» The task: Copy out every line of the data below exactly, with no changes.

» Information provided:
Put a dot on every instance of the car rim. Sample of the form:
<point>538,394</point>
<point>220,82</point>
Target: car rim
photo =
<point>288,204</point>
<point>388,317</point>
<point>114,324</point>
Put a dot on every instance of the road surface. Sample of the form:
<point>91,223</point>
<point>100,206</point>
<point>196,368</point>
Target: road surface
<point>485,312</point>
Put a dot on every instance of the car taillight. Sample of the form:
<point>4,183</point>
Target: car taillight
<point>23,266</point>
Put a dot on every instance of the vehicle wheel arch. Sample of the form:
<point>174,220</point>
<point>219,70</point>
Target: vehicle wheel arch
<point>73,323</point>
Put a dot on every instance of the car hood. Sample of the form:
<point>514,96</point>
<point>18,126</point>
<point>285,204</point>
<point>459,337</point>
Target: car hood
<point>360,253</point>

» Solved exercise:
Put a dot on every instance of the car rim. Sample of the form:
<point>538,394</point>
<point>220,82</point>
Target: car rim
photo =
<point>288,204</point>
<point>388,317</point>
<point>114,324</point>
Put a dot on every instance of the road surface. Sample of the form:
<point>91,223</point>
<point>100,206</point>
<point>196,368</point>
Target: road surface
<point>485,312</point>
Put a dot on every instance of the car taillight. Sample of the form:
<point>4,183</point>
Target: car taillight
<point>23,266</point>
Put a dot on every instance of the vehicle wheel arch. Sample of the form:
<point>174,220</point>
<point>219,70</point>
Target: vehicle wheel arch
<point>73,323</point>
Put a dot on every instance of the car hood. Sample of the form:
<point>514,96</point>
<point>18,126</point>
<point>285,204</point>
<point>459,337</point>
Target: car hood
<point>360,253</point>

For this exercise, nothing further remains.